*Job a:* Pick out every line of the records that contains the word "historic", and copy each of those lines in full.
_ _ _ _ _
# 1.6 Turbo "issues"



## Rivergoer (Mar 30, 2017)

Joe Hittle said:


> Hi guys.
> 
> I bought my 2017 TD in July 2017. It's a 6 speed manual, and I've been driving manual transmission vehicles since 1962.
> 
> ...


Welcome aboard, glad to have ya.

I don’t know if this issue has occurred with the Gen 2 diesels but when the Gen 1s came out many members here found loose clamps along the ducting/piping between the air filter housing and the intake side of the turbo.

Might be an easy thing to check out the tightness of those clamps. Excess un-metered air might negatively impact performance.

I’m no mechanic and not saying this is your issue. Hopefully others here can offer more suggestions.

Good luck and keep us posted on your fix.


----------



## 91794 (Mar 25, 2015)

It all sounds normal and expected, same as my 2017 M6 diesel.
Same as previous 4 turbo diesel cars. Different than gas powered cars.
_ _ _ _ _
*Job b:* In the forum thread about the 1.6 turbo, what did many members find when the Gen 1 diesels came out?

*Materials provided:*
_ _ _ _ _
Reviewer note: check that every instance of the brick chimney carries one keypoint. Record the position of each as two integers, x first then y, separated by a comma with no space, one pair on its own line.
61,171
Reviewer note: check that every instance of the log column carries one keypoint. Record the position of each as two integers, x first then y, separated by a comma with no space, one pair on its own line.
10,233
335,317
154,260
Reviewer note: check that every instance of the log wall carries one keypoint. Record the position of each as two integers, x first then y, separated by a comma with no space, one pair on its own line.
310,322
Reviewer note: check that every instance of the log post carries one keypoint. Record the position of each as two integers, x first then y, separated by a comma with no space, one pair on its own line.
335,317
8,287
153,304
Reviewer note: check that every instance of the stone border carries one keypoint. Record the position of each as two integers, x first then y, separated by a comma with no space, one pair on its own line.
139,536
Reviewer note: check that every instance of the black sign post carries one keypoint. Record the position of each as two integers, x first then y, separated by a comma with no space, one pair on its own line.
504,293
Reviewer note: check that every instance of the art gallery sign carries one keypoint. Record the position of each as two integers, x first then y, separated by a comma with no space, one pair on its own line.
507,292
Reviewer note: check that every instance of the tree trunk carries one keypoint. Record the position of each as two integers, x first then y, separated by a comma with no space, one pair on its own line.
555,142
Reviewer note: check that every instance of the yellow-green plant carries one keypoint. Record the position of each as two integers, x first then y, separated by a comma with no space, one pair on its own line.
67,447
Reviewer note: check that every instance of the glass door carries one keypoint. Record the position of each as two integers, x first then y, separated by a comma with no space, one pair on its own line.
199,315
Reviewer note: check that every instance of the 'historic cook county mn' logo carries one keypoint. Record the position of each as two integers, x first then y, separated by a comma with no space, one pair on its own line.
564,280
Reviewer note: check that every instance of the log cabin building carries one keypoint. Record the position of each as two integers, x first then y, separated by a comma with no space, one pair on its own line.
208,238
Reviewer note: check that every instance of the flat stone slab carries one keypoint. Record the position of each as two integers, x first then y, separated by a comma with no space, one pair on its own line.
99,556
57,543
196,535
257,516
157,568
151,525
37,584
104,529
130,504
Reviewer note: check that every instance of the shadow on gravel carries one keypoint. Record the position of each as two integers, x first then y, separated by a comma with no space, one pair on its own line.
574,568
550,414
_ _ _ _ _
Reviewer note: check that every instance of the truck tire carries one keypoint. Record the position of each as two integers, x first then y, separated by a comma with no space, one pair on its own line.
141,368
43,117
_ _ _ _ _
*Full solution a:*
Reviewer note: check that every instance of the 'historic cook county mn' logo carries one keypoint. Record the position of each as two integers, x first then y, separated by a comma with no space, one pair on its own line.

*Full solution b:* They found loose clamps along the ducting/piping between the air filter housing and the intake side of the turbo.